• _Text block_:
* START *

MGP Ingredients, Inc.

 

 

 

03/31/09

 

DB

 

NOTE AMOUNT

 

INDEX (w/Margin)

 

RATE

 

MATURITY DATE

 

LOAN PURPOSE

$

1,500,000.00

 

3 Year Treasury Index plus 6.000%

 

7.250

%

03/31/14

 

Commercial

 

Creditor Use Only

 

COMMERCIAL LOAN AGREEMENT

Single Advance Loan

 

DATE AND PARTIES.   The date of this Commercial Loan Agreement (Agreement) is March 31, 2009.  The parties and their addresses are:

 

LENDER:

UNION STATE BANK - BANK OF ATCHISON

545 Main Street

Everest, KS  66424

 

BORROWER:

MGP INGREDIENTS, INC.

a Kansas Corporation

PO Box 130

Atchison, KS  66002

 

1.               DEFINITIONS.   For the purposes of this Agreement, the following terms have the following meanings:

 

A.             Accounting Terms.   In this Agreement, any accounting terms that are not specifically defined will have their customary meanings under generally accepted accounting principles.

 

B.             Insiders.   Insiders include those defined as insiders by the United States Bankruptcy Code, as amended; or to the extent left undefined, include without limitation any officer, employee, stockholder or member, director, partner, or any immediate family member of any of the foregoing, or any person or entity which, directly or indirectly, controls, is controlled by or is under common control with me.

 

C.             Loan.   The Loan refers to this transaction generally, including obligations and duties arising from the terms of all documents prepared or submitted for this transaction.

 

D.             Loan Documents.   Loan Documents refer to all the documents executed as a part of or in connection with the Loan.

 

E.               Pronouns.   The pronouns “I”, “me” and “my” refer to every Borrower signing this Agreement, individually or together.  “You” and “your” refers to the Loan’s lender.

 

F.               Property.   Property is any property, real, personal or intangible, that secures my performance of the obligations of this Loan.

 

2.               SINGLE ADVANCE.   In accordance with the terms of this Agreement and other Loan Documents, you will provide me with a term note in the amount of $1,500,000.00 (Principal).  I will receive the funds from this Loan in one advance.  No additional advances are contemplated, except those made to protect and preserve your interests as provided in this Agreement or other Loan Documents.

 

3.               MATURITY DATE.   I agree to fully repay the Loan by March 31, 2014.

 

4.               WARRANTIES AND REPRESENTATIONS.   I make to you the following warranties and representations which will continue as long as this Loan is in effect, except when this Agreement provides otherwise.

 

A.             Power.   I am duly organized, and validly existing and in good standing in all jurisdictions in which I operate.  I have the power and authority to enter into this transaction and to carry on my business or activity as it is now being conducted and as applicable, am qualified to do so in each jurisdiction in which I operate.

* END *

• _Exercise set_:
• 1. Turn the loan agreement's paragraph that begins "SINGLE ADVANCE" into a short bulleted list that keeps its main facts.
• 2. Retype everything in the loan agreement from "E.               Pronouns." down to "of this Loan." with no changes.
These items are not needed for anything here.

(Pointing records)
* START *

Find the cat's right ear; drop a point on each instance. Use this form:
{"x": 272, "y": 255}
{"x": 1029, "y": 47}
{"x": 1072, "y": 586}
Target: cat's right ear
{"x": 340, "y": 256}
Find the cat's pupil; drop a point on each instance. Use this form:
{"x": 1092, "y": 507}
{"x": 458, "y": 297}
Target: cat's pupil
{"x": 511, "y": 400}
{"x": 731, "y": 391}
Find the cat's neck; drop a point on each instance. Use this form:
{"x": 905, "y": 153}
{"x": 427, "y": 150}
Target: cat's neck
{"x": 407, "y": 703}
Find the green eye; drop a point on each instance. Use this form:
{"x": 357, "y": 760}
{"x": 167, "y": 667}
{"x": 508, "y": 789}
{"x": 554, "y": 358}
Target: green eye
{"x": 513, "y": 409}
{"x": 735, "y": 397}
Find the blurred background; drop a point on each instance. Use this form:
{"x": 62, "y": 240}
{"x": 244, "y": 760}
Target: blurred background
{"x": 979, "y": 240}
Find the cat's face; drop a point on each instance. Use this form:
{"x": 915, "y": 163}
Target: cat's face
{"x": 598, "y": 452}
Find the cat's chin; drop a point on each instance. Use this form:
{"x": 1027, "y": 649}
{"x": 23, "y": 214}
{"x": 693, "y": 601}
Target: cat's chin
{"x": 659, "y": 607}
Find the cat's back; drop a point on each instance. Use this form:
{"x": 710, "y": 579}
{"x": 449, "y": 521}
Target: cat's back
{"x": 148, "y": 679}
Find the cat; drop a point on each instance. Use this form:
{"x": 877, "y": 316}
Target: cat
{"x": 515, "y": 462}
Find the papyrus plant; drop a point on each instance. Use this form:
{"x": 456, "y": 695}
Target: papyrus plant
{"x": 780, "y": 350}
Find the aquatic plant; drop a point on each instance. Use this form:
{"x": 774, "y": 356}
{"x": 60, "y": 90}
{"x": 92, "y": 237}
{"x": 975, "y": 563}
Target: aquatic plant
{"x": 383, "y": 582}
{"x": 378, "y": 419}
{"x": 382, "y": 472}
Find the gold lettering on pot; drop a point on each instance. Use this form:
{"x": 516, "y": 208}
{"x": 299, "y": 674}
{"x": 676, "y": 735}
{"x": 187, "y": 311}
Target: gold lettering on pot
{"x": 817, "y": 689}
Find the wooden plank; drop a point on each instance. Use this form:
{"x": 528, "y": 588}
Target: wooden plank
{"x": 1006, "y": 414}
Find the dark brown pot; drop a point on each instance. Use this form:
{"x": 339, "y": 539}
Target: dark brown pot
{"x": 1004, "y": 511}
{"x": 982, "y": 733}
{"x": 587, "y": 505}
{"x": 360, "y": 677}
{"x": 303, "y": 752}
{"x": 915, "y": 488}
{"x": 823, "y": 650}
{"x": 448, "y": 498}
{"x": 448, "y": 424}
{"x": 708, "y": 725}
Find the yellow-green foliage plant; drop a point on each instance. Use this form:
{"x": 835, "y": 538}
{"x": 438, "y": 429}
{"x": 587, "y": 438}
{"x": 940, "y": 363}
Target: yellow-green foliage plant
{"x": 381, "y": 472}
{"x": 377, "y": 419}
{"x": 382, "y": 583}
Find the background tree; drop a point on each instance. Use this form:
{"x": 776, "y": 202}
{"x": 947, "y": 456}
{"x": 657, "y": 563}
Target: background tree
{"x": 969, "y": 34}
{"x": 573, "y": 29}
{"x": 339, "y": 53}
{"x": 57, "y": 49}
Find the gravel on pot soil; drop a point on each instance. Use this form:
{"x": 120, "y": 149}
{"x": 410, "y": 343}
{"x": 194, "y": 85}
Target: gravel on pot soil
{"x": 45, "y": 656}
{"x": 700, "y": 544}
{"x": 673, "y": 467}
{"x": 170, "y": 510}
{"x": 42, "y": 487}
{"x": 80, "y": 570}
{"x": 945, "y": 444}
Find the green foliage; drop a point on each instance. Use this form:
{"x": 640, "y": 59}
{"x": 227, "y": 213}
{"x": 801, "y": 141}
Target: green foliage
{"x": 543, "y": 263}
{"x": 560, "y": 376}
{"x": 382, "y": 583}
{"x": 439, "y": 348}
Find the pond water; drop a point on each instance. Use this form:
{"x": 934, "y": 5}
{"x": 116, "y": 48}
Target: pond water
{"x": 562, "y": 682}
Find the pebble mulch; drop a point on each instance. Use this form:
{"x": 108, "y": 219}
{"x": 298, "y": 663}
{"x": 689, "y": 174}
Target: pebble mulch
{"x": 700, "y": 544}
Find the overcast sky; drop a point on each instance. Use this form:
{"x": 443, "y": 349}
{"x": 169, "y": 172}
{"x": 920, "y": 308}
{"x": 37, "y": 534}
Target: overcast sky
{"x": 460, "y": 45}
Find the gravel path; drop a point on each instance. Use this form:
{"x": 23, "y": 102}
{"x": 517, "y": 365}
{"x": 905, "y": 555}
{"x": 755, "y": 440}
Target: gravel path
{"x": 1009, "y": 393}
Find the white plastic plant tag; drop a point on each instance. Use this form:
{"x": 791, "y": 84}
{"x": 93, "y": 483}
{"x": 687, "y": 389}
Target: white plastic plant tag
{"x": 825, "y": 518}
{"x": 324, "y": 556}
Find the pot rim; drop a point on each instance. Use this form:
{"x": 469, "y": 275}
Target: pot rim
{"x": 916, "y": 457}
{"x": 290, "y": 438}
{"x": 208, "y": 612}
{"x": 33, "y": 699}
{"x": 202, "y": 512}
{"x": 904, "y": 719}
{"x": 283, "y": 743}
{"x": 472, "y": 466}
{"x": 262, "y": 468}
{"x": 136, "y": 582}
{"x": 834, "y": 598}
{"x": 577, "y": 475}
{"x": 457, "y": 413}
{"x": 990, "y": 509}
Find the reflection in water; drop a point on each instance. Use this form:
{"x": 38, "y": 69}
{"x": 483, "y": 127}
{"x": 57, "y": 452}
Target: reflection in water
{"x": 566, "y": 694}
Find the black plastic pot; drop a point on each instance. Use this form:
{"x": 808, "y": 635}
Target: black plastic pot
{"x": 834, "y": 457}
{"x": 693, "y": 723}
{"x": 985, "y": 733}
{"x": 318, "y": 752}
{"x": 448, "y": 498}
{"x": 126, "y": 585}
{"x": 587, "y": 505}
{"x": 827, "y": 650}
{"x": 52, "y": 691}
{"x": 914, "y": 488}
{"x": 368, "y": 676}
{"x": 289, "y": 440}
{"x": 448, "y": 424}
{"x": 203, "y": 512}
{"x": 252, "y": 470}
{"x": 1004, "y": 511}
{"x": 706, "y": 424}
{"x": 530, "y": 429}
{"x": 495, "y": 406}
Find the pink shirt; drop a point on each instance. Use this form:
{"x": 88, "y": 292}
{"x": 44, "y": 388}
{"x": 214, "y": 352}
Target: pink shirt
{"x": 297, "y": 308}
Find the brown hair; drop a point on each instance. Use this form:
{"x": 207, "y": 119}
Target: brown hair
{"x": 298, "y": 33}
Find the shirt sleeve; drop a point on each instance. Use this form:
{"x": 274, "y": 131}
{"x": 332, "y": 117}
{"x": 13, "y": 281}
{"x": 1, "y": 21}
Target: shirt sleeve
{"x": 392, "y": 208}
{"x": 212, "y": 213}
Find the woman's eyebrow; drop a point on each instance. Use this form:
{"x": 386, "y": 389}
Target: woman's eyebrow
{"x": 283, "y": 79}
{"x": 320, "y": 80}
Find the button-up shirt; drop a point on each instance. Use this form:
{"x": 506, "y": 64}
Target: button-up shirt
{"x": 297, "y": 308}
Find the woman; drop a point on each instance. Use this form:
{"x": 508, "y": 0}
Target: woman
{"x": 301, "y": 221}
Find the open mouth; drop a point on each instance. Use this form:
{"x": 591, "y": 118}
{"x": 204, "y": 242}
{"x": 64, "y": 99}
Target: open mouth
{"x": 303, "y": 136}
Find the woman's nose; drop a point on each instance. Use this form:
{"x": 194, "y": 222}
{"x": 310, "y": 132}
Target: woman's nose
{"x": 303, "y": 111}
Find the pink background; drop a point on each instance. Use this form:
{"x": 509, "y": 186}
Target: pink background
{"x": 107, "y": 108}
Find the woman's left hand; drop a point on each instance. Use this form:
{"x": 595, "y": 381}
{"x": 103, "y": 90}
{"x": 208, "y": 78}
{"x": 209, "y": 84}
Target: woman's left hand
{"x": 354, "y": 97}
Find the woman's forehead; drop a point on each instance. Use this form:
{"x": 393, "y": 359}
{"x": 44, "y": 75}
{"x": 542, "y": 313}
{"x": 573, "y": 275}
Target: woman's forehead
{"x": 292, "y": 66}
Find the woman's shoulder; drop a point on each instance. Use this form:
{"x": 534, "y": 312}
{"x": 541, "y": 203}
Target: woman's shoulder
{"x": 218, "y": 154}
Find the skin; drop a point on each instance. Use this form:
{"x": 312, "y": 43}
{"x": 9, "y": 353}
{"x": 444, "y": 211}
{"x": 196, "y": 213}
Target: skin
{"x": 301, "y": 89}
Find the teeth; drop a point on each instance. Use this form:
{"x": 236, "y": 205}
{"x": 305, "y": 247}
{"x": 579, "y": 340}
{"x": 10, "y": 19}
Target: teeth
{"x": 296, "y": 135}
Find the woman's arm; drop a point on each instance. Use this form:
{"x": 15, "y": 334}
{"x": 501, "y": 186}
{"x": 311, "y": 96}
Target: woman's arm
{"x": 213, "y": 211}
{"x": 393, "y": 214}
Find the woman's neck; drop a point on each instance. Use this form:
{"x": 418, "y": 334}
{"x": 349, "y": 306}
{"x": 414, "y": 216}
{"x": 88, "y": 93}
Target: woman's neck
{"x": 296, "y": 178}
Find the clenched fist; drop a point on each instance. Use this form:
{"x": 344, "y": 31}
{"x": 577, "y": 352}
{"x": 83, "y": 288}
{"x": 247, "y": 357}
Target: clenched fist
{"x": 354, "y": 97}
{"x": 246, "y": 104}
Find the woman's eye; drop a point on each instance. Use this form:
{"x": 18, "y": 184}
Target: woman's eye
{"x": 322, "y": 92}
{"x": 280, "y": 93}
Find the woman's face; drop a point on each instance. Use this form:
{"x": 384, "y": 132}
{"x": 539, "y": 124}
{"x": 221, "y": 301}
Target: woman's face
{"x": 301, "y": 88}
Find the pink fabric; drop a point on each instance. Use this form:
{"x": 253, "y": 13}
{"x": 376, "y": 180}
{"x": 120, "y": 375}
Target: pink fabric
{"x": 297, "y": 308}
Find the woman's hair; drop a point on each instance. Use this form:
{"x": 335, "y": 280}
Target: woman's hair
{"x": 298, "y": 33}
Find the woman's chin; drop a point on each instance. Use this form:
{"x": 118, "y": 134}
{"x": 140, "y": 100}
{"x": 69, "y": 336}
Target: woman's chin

* END *

• _Responses in order_:
• 1.
- Under this Agreement and the other Loan Documents, the lender provides the borrower a term note of $1,500,000.00 (Principal).
- The borrower receives the Loan funds in one advance.
- No additional advances are planned, except those made to protect and preserve the lender's interests as the Agreement or other Loan Documents provide.

• 2.
E.               Pronouns.   The pronouns “I”, “me” and “my” refer to every Borrower signing this Agreement, individually or together.  “You” and “your” refers to the Loan’s lender.

 

F.               Property.   Property is any property, real, personal or intangible, that secures my performance of the obligations of this Loan.